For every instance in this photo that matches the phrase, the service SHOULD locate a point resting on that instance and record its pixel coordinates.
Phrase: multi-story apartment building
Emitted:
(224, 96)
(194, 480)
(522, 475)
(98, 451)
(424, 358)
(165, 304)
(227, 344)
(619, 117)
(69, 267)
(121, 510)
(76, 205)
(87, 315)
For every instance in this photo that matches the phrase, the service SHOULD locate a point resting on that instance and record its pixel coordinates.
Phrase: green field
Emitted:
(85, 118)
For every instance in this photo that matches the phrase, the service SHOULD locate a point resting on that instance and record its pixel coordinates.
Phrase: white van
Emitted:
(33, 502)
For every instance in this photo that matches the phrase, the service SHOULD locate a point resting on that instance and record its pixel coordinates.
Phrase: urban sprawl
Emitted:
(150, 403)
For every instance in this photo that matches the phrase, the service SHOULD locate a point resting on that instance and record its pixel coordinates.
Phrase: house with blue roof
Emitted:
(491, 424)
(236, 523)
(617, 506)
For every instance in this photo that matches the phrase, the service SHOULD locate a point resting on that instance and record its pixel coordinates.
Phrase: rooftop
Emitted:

□ □ □

→ Your task
Each line from the beginning of the entries to the line with "Phrase: multi-story apartment building" must be repeated exactly, with both end lines kept and no other lines given.

→ Completed exercise
For every instance in this photo that matches the phrase, the service SHOULD locate a point resting on that instance and record its pixel coordinates.
Phrase: multi-story apartment building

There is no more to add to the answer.